Dataset entries:
----
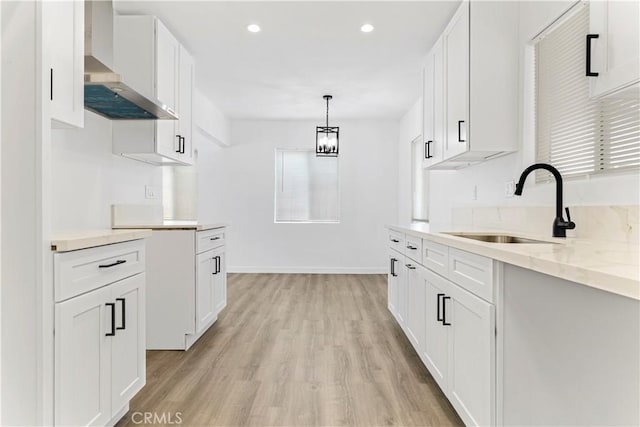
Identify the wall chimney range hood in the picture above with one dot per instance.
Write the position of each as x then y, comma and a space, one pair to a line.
105, 92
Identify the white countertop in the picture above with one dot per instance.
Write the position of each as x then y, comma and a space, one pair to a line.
----
**The task**
Lines holding the string "with" must be copied out of the entries above.

**Output of the exercise**
Identify the wall chimney range hood in the picture above with one dot per instance.
Identify the white countertop in the picture above with one dot per instance.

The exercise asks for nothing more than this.